### TASK TO CARRY OUT
Work out how many lines in the data include the string "evenodd"; reply with that number alone.

**** SUPPLIED MATERIAL

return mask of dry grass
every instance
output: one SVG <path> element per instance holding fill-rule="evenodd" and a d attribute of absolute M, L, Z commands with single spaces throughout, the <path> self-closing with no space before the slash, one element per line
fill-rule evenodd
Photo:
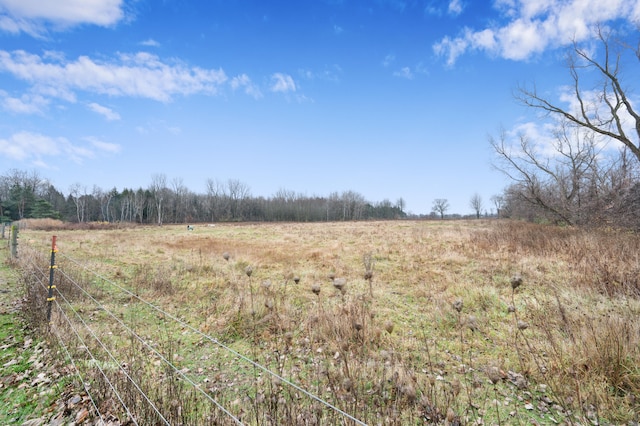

********

### RESULT FOR THIS TASK
2